DOCUMENT TEXT:
** Begin **

Random thoughts about filesystems
Posted: Tue Nov 15, 2011 5:31 pm
I've been pondering over the design of my VFS for a couple of weeks now. It works pretty much as any other operating system in the sense that it has files and files are grouped in directories. My thoughts here is not about implementation details but more about why everyone seem to be using this sort of arrangement for resources. There is something itching in the back of my head telling me that this can not be the best way to manage resources but at the same time I feel I would be an idiot thinking I could come up with something better.
I've had to go back to basics in a little thought experiment just to come to terms with what the underlying problem is. What is it I'm actually trying to achieve?
1. Need a way to say: This part of memory is a resource of some kind.
2. Need a way to reference it by labeling it in a way that both the computer and I (the user) can understand.
3. Need a way to group resources belonging to each other in some way.
4. Need a way to find a resource as fast as possible.
I can see how files and directories all achieve this. A file is a piece of memory and is labeled by an inode and a name and it is grouped using directories. They can also be found easily by traversing the tree.
Here are my thoughts on the subject though and this is where it might get laughable.
About 1. Not much to say. You need to say this part of memory is a resource. This I can't do without.
About 2. I think from a program perspective it would be enough to have a unique number for a resource like an inode but do I really need to reference resources by name for the user? Why is it so important that resources have a name I wonder. If I would have a lot of metadata about a resource I should be able to know it is the file I'm looking for without having to explicitly look at the name. As long as two resources are not allowed to have the same metadata there can never be disambiguations either.
About 3. Grouping in this case would also just be metadata so I wouldn't need directories.
About 4. I imagine finding a file using metadata could potentially be a lot faster than traversing a directory structure but referencing a certain file would be a nightmare. How would I know how much meta data I would need to supply in order to be sure I get the right file back during a lookup. My solution here would be to filter resources before executing the search. What I thought about was to create something simular to a view that works by only showing me files in the filesystem that fills a criteria i.e. having a certain type of metadata. In this view only a subset of resources are available to you. If you think about it, for most of your tasks you do you are only working on a small set of files at the same time. You are most likely not interested in the entire filesystem all at once. If you switch and work on something else you might be interested in another set of files. Is it actually necessary to have the entire tree of directories available to you the whole time?
I am gonna start doing some experiments on implementing views instead of directories. It will be interesting to see how having different views of the filesystem would work and what problems I would run into. I would need a way to define a view (what metadata is part of it) and how to list views and how to switch between views. I also need some other type of function than fopen() to open files by metadata instead of pathname. Finally I need to evalute if this works better somehow.

** End **

YOUR TASK: Retype the forum post on filesystems from "4. Need a way" to "traversing the tree.".

RECORD EXTRACTS:
** Begin **

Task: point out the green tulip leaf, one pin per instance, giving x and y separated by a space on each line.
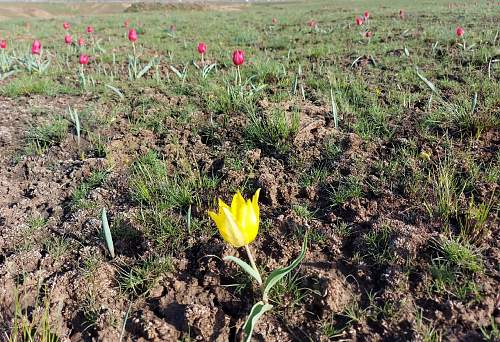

** End **
** Begin **

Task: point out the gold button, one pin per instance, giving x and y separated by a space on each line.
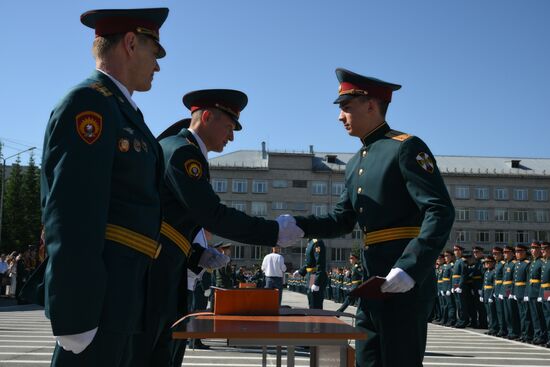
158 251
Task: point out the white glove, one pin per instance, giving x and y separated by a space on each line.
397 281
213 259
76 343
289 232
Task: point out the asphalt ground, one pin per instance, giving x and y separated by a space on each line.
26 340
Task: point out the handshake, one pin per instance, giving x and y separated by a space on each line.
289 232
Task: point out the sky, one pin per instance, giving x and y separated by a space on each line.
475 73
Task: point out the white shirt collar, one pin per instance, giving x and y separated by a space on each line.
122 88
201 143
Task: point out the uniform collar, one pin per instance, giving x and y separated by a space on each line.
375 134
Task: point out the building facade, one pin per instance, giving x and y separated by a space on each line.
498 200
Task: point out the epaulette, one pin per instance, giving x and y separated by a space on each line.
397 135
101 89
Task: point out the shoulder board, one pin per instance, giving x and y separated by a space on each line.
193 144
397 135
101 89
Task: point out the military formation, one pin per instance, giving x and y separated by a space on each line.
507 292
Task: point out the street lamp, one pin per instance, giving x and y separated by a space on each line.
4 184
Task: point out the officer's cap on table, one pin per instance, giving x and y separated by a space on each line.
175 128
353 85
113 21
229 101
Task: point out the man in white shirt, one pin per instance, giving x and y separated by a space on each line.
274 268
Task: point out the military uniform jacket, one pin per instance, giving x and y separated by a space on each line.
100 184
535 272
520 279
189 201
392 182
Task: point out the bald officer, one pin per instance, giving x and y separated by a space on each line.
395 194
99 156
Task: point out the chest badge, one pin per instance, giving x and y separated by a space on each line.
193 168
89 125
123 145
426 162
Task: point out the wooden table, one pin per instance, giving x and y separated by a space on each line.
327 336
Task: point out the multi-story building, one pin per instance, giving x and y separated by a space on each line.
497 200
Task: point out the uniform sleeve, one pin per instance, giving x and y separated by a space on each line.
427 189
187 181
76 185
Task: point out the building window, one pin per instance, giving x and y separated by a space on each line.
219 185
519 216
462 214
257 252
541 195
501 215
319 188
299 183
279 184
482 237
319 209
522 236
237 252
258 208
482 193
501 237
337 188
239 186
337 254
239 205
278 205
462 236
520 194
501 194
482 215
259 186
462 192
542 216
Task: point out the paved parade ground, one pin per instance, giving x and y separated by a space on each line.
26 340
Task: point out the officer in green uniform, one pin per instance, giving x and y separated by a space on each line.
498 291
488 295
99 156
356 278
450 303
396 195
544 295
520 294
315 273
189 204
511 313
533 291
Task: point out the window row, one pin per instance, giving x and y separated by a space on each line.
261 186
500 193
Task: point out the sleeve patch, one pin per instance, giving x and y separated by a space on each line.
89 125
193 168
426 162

** End **

SOLVED PROBLEM:
4. Need a way to find a resource as fast as possible.
I can see how files and directories all achieve this. A file is a piece of memory and is labeled by an inode and a name and it is grouped using directories. They can also be found easily by traversing the tree.